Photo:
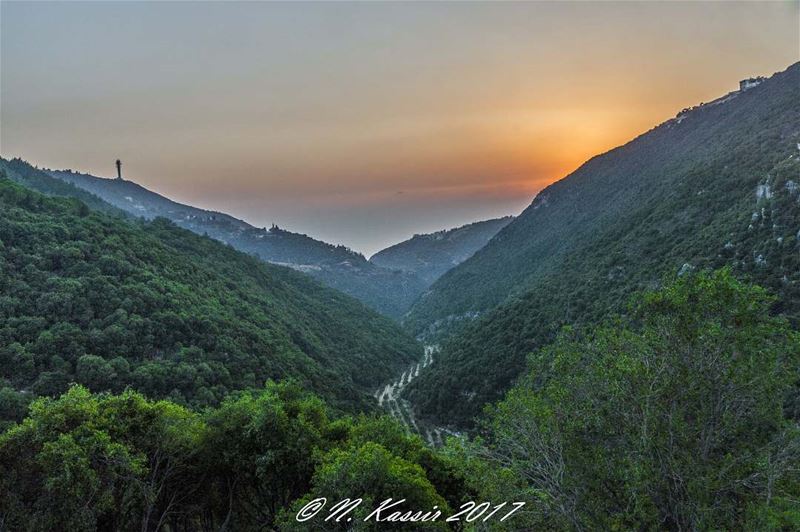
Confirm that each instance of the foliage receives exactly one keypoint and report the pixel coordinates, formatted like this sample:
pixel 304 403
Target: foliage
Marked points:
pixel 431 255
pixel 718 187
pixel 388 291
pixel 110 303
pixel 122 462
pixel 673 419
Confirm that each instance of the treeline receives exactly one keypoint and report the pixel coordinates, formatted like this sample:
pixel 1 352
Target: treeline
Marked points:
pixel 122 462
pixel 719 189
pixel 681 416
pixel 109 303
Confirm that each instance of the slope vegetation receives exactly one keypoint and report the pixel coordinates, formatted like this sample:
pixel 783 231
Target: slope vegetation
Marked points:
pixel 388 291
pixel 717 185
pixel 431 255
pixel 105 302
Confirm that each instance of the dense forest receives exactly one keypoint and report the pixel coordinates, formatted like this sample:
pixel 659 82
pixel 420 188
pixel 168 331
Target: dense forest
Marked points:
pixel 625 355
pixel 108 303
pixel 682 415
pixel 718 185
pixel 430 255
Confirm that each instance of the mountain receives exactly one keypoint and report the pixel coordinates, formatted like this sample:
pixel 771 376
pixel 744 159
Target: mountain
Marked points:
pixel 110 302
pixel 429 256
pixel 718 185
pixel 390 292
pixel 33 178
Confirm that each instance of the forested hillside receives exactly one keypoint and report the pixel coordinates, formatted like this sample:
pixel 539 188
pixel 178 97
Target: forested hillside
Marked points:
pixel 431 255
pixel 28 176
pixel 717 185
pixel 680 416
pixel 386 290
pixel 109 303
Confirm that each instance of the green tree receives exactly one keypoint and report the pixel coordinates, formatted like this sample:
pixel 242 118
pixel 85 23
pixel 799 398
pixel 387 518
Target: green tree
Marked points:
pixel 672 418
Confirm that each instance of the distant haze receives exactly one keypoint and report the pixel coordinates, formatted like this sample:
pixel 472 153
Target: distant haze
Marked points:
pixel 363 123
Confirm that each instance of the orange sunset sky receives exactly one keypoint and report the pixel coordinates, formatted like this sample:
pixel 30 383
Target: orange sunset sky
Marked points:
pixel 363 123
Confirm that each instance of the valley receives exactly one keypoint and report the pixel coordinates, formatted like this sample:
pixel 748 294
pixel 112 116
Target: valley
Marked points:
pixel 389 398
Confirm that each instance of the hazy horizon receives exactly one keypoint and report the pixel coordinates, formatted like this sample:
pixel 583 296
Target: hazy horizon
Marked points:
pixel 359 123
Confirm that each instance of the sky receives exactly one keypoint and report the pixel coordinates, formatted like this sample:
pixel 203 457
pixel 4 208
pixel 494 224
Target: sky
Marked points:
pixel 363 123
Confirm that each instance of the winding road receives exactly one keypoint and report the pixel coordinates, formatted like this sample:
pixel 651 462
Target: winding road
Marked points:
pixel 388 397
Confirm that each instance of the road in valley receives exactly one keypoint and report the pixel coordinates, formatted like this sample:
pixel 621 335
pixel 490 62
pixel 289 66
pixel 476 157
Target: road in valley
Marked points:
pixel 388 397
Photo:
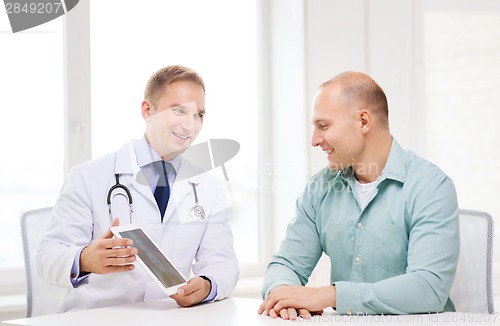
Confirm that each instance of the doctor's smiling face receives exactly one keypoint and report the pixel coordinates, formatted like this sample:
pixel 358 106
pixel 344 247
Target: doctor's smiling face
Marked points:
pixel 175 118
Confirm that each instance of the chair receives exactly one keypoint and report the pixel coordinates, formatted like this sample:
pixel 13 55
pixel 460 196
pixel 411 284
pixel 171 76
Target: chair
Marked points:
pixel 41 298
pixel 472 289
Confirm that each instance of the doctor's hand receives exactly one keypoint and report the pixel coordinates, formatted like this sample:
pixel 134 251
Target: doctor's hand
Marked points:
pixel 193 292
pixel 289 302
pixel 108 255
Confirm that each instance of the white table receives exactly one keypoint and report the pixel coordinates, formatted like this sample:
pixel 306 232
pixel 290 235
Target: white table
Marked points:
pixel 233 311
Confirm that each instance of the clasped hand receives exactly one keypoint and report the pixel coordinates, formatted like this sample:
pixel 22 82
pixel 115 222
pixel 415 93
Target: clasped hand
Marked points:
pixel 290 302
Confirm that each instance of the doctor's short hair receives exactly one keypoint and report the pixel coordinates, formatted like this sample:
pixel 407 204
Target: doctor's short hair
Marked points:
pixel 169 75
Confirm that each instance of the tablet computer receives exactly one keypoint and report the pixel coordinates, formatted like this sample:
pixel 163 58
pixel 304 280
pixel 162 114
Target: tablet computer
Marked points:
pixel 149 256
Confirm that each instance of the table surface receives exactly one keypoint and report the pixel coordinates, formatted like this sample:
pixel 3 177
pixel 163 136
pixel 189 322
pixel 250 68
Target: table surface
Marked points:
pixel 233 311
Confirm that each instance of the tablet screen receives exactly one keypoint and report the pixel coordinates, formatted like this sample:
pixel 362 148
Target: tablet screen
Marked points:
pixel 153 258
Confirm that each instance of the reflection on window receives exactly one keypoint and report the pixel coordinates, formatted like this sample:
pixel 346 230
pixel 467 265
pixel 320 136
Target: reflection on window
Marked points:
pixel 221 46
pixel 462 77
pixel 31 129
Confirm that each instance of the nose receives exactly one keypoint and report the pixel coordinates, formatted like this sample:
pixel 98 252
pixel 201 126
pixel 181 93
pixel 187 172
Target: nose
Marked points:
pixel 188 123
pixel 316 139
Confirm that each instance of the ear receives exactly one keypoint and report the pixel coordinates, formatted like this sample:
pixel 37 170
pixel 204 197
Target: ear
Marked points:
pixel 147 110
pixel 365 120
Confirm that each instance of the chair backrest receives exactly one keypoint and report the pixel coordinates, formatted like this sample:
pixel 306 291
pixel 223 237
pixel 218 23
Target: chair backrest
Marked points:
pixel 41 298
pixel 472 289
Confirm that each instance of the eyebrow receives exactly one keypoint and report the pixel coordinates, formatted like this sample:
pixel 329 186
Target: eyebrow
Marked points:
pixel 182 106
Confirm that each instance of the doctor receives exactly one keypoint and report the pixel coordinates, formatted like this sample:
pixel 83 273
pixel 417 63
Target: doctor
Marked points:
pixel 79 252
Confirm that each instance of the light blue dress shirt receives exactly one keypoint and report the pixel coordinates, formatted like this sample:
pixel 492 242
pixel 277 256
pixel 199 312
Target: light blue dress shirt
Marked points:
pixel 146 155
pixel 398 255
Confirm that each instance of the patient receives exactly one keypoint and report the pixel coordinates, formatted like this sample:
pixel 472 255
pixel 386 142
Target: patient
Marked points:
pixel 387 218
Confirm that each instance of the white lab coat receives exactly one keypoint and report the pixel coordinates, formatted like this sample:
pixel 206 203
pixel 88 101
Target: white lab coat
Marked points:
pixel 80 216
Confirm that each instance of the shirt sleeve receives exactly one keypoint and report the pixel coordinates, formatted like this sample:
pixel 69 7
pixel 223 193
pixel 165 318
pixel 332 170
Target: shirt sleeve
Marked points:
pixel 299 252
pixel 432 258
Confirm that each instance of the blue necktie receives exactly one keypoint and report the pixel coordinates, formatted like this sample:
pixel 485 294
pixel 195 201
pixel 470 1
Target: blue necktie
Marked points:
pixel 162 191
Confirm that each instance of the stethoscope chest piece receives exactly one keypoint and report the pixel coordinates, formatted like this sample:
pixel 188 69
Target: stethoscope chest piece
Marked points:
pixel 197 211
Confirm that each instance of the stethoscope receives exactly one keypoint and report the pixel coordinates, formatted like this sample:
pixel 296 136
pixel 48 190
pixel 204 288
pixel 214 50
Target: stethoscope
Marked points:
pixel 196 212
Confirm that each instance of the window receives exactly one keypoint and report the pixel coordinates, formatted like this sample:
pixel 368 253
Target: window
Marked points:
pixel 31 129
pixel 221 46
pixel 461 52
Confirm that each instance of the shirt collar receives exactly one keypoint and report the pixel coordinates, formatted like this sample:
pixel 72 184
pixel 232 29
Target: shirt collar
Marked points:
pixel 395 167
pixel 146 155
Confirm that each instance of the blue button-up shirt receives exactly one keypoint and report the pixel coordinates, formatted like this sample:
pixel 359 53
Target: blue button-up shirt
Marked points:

=== WORK INSTRUCTION ===
In the material above, find each line that has the string "dense" and return it.

=== PROBLEM SOLUTION ===
Confirm that each instance of the dense forest receives exactly one keypoint and report the pixel coordinates, formatted like this sample:
Target: dense forest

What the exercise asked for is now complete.